What to work on →
Find each line in the records below that contains the word "snow", and copy every such line in full.

Data for the task →
--------------------------------

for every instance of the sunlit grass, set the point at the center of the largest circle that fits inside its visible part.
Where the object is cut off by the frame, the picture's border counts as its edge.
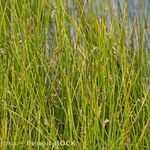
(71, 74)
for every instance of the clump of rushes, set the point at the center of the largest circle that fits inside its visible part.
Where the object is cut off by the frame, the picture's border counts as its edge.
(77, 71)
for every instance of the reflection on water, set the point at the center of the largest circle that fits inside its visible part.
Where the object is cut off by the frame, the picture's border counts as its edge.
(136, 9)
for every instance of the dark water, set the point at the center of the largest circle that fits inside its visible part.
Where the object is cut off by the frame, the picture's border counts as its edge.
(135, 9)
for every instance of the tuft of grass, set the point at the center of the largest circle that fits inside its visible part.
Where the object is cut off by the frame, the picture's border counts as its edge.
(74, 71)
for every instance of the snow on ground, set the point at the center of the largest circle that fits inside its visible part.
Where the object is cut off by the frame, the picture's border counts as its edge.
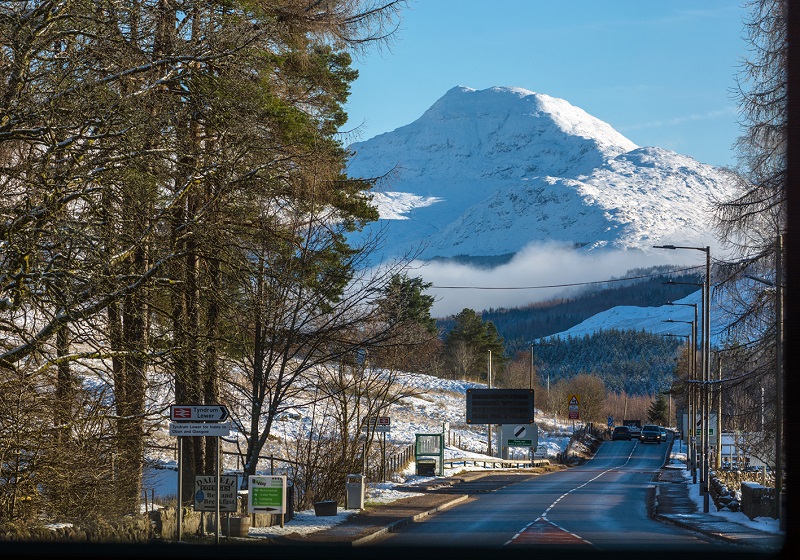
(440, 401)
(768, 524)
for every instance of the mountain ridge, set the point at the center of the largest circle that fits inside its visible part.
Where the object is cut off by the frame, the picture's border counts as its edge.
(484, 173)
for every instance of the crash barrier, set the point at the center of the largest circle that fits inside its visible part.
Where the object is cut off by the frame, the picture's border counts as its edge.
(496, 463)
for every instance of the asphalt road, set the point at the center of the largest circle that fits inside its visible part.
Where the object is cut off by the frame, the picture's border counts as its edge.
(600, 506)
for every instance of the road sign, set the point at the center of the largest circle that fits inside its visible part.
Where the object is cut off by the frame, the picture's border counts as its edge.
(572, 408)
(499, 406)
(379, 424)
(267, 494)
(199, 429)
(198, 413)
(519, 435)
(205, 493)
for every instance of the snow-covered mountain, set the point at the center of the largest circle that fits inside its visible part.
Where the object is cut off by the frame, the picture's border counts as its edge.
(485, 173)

--------------------------------

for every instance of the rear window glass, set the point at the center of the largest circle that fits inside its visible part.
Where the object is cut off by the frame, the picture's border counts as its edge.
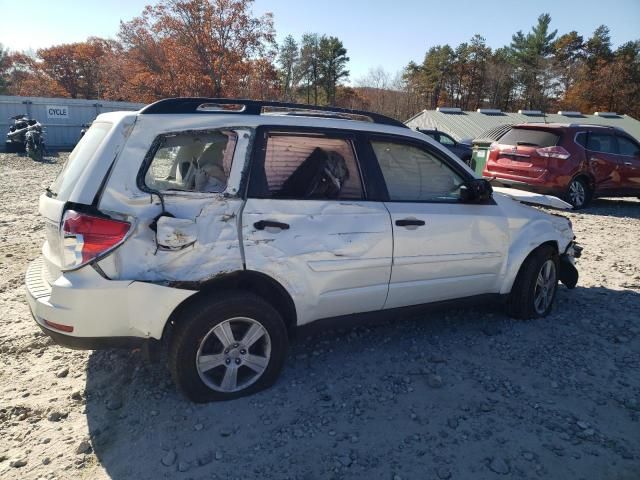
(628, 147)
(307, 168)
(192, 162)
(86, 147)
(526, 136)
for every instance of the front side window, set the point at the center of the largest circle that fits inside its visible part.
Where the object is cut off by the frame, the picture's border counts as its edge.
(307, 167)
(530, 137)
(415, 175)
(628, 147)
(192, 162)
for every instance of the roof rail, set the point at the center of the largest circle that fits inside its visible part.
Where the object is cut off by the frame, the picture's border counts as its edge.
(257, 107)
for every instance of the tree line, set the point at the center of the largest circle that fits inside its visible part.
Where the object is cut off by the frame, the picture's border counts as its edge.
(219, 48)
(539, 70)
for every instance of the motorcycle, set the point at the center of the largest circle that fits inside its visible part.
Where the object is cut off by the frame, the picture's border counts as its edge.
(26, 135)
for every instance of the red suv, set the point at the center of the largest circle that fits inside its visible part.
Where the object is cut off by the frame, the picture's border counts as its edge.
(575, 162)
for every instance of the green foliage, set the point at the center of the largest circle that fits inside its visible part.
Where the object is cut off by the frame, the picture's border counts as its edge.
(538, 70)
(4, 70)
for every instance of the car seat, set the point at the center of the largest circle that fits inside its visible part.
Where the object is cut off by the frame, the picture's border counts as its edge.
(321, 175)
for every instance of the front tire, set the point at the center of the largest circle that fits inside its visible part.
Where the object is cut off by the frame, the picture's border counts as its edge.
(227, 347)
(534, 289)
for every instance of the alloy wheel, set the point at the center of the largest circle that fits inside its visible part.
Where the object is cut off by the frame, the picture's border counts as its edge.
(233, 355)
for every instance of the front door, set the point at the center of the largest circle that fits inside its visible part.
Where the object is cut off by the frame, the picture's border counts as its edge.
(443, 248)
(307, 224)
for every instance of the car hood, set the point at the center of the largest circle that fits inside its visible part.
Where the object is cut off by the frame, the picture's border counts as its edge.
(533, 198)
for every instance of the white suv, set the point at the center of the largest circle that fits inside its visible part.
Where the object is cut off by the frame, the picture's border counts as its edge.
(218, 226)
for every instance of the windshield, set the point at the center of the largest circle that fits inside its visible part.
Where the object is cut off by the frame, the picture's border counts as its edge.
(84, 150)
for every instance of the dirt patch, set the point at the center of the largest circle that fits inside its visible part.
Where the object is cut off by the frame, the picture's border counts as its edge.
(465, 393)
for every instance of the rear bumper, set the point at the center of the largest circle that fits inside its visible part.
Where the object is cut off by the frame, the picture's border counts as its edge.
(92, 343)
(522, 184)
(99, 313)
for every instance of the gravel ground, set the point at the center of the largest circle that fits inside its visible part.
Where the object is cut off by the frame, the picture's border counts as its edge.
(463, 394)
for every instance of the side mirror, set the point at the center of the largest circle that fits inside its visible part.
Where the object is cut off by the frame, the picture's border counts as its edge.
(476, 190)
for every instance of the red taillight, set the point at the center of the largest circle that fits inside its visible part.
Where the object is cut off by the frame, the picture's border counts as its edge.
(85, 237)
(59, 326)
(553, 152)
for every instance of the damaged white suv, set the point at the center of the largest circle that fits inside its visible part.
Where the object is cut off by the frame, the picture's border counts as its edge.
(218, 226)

--------------------------------

Answer below →
for every instance of the snow on ground, set the point at the center of the largest circle that fits inside its visible part.
for every instance of the snow-covered mountain, set the point at the center of the largest circle that fits inside its visible part.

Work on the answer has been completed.